DIRECTIONS: Produce the records below again, word for word, but stop after the line that contains "Query: vertical pipe on building".
*** DATASET ENTRIES
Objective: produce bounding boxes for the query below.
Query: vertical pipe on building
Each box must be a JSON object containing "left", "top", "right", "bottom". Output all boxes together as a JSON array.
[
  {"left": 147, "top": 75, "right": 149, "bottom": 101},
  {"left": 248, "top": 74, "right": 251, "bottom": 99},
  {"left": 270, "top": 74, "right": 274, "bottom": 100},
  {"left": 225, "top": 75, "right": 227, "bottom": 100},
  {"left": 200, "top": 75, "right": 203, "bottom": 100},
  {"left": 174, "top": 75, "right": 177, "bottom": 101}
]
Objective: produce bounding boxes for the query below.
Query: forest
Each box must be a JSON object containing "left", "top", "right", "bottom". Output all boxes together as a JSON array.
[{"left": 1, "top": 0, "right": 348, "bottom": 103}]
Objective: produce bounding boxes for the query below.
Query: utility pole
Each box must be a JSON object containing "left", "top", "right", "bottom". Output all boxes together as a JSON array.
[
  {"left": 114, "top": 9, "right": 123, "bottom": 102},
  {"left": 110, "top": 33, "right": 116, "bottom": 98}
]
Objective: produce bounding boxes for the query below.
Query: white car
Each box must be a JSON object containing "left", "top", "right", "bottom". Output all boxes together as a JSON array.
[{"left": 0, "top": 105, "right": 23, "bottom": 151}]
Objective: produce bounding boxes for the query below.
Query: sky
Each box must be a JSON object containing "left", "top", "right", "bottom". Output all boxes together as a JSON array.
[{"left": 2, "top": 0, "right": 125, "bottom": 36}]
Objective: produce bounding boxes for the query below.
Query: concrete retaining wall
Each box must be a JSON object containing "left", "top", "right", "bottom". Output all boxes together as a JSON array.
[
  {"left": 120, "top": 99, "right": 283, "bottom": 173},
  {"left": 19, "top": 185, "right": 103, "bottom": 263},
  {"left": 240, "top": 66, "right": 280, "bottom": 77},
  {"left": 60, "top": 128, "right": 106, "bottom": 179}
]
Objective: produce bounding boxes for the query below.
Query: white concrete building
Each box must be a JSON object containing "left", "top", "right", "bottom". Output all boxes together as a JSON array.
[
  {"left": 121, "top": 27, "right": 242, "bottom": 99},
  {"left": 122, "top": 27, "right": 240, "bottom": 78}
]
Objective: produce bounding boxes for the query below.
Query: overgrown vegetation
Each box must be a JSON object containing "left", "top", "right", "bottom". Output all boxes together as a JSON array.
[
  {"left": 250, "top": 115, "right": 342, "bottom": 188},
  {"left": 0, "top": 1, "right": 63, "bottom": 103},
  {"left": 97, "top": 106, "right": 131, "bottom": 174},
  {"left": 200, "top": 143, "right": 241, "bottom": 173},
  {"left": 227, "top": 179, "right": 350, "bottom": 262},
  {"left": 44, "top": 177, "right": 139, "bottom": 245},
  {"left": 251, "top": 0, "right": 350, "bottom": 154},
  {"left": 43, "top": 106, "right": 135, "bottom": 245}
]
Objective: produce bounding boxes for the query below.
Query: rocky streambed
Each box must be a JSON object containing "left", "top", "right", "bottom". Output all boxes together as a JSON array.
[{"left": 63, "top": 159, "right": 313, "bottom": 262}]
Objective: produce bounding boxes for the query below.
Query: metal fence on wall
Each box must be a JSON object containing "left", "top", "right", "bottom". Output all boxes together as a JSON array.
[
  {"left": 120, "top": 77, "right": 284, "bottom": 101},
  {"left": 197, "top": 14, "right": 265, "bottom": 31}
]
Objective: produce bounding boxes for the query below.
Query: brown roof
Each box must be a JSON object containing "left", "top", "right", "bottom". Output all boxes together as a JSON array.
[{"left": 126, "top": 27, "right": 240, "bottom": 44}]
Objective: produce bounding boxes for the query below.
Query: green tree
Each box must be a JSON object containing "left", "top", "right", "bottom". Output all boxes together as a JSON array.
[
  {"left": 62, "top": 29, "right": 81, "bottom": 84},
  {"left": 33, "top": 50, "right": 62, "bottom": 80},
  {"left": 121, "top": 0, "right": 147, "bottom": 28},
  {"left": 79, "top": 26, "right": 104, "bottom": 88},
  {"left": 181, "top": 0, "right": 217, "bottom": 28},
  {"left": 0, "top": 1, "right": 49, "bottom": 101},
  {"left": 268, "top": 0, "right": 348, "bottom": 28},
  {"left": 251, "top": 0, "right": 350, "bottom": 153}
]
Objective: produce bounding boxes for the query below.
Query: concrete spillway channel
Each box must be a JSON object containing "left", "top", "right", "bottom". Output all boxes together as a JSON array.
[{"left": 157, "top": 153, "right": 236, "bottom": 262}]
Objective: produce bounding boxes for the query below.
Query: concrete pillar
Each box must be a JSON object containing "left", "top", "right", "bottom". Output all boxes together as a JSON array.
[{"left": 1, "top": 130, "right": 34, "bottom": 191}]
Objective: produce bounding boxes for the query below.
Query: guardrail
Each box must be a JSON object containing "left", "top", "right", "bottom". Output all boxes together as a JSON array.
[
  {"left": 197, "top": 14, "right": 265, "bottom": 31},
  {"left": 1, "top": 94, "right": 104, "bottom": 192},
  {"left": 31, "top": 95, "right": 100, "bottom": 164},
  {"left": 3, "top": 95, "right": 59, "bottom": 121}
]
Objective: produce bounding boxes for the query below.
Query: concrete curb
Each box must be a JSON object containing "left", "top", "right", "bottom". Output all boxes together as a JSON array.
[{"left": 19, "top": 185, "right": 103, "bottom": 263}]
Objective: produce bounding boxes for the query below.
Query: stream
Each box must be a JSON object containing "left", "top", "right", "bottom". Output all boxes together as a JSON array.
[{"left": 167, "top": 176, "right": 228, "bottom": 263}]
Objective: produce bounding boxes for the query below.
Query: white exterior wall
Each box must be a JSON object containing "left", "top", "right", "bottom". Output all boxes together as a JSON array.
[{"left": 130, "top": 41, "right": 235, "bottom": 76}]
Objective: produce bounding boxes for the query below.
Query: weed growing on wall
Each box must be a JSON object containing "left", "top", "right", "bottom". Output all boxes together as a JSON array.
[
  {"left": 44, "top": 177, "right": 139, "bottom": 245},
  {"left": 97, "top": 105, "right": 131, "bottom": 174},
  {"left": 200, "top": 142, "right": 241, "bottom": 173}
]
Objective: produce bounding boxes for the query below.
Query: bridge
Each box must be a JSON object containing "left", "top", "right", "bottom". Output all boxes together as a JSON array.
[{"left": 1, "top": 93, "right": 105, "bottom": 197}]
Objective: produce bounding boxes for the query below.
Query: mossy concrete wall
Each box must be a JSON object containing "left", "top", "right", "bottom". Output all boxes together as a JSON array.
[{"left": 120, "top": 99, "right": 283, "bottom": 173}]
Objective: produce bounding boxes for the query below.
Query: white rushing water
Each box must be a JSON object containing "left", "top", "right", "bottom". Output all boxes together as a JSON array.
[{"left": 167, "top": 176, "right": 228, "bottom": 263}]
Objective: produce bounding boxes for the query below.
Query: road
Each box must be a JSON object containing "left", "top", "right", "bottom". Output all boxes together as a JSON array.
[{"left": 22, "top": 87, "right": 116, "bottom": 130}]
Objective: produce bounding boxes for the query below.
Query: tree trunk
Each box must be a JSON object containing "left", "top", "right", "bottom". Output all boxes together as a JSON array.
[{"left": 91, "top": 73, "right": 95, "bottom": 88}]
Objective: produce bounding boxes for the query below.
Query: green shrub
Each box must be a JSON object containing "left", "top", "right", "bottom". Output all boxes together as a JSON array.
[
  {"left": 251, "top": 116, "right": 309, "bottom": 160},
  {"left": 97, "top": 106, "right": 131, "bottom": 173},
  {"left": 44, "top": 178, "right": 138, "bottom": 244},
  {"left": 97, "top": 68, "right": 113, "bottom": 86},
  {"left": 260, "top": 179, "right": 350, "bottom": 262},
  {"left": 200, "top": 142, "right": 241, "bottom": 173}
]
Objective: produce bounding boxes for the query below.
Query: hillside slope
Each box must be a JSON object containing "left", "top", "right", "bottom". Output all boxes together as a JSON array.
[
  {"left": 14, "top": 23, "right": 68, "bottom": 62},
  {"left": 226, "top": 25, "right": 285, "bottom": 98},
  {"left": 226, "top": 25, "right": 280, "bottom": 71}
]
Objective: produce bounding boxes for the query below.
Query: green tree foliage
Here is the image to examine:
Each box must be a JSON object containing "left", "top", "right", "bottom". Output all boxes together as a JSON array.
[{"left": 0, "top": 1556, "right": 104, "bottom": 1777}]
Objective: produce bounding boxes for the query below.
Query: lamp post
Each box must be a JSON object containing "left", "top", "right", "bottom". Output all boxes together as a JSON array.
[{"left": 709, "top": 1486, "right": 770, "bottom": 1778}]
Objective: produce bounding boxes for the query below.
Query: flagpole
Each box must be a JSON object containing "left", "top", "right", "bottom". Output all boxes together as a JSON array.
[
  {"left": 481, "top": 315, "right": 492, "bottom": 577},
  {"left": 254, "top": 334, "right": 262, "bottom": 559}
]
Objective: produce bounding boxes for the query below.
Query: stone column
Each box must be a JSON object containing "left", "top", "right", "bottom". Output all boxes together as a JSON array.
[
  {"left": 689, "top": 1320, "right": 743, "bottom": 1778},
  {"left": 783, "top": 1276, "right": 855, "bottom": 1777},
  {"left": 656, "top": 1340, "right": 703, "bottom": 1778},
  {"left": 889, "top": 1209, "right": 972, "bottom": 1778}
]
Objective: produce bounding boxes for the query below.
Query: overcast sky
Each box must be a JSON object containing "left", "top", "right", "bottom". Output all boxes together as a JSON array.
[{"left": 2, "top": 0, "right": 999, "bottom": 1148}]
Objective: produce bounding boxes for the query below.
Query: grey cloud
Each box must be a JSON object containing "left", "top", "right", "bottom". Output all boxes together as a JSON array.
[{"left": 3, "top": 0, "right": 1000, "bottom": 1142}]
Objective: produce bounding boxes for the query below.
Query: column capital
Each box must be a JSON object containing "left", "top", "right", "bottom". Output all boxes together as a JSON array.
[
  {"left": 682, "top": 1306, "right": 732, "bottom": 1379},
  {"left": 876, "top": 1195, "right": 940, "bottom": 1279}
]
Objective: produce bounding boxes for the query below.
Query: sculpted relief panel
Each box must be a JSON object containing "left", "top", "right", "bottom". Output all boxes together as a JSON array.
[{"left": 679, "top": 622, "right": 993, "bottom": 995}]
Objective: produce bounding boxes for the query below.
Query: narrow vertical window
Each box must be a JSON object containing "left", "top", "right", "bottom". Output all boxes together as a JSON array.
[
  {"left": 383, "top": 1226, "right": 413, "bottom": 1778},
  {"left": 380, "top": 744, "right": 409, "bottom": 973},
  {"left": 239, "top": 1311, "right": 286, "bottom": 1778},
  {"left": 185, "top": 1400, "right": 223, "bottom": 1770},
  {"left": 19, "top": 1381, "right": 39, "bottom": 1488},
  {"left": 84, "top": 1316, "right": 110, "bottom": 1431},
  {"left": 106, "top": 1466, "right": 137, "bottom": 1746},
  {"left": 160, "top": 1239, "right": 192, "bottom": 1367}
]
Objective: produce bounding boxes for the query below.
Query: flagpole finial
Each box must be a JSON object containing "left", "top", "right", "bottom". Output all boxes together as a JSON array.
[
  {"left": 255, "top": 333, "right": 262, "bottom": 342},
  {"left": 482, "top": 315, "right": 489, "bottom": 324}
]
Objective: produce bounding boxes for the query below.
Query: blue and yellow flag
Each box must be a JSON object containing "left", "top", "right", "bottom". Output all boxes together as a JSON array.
******
EXERCISE RESPONSE:
Objective: produce bounding boxes for the query below.
Query: vertical pipe on building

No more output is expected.